#### Assigned task:
Every record is to be printed exactly as written; pictures are to be omitted.

#### Supplied material:

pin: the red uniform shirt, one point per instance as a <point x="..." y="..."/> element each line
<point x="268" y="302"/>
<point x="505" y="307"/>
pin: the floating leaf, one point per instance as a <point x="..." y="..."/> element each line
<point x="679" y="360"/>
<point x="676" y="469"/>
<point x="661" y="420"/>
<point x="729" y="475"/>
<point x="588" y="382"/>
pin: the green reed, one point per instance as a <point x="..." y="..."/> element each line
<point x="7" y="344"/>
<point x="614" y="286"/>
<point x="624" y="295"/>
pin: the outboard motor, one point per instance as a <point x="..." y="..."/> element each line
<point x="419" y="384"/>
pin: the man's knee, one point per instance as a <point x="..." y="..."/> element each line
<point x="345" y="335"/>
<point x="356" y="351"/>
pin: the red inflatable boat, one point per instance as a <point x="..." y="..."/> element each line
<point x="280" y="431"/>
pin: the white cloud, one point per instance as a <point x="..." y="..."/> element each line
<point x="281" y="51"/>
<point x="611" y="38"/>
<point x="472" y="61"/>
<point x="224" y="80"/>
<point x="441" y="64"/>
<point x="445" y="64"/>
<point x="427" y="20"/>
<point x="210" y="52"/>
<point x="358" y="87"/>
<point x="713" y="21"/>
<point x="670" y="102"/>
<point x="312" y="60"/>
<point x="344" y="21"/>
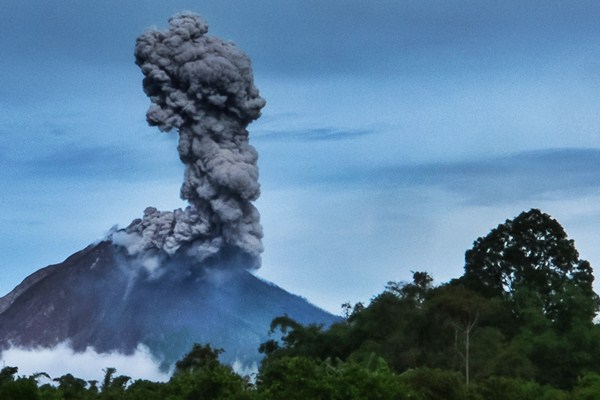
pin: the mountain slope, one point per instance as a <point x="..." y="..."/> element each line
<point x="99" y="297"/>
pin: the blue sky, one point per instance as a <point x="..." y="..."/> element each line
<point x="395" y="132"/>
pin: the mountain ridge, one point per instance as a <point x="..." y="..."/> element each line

#### Response to the task:
pin: the red uniform shirt, one point per instance as a <point x="..." y="..."/> element each line
<point x="268" y="302"/>
<point x="505" y="307"/>
pin: the floating leaf, one point per instance as a <point x="..." y="..."/> element each line
<point x="679" y="360"/>
<point x="676" y="469"/>
<point x="661" y="420"/>
<point x="729" y="475"/>
<point x="588" y="382"/>
pin: the green reed, one point per instance as a <point x="..." y="..."/> element each line
<point x="7" y="344"/>
<point x="614" y="286"/>
<point x="624" y="295"/>
pin: the outboard motor, one point per instance as a <point x="..." y="..."/> element each line
<point x="419" y="384"/>
pin: the man's knee, one point per instance as a <point x="..." y="..."/> element each line
<point x="345" y="335"/>
<point x="356" y="351"/>
pin: the red inflatable boat, one point per instance as a <point x="..." y="..."/> element each line
<point x="280" y="431"/>
pin: the white cloud, one point per instance as a <point x="..." y="..."/> element each line
<point x="281" y="51"/>
<point x="611" y="38"/>
<point x="472" y="61"/>
<point x="224" y="80"/>
<point x="441" y="64"/>
<point x="445" y="64"/>
<point x="427" y="20"/>
<point x="210" y="52"/>
<point x="358" y="87"/>
<point x="713" y="21"/>
<point x="670" y="102"/>
<point x="312" y="60"/>
<point x="344" y="21"/>
pin: the mountain slope, one point per instance as a <point x="..." y="..."/> element each line
<point x="99" y="297"/>
pin: the blue sky, one point per instance as a <point x="..." y="..."/> element each line
<point x="395" y="132"/>
pin: the mountain ridge, one point per instance as a <point x="..." y="..."/> element each line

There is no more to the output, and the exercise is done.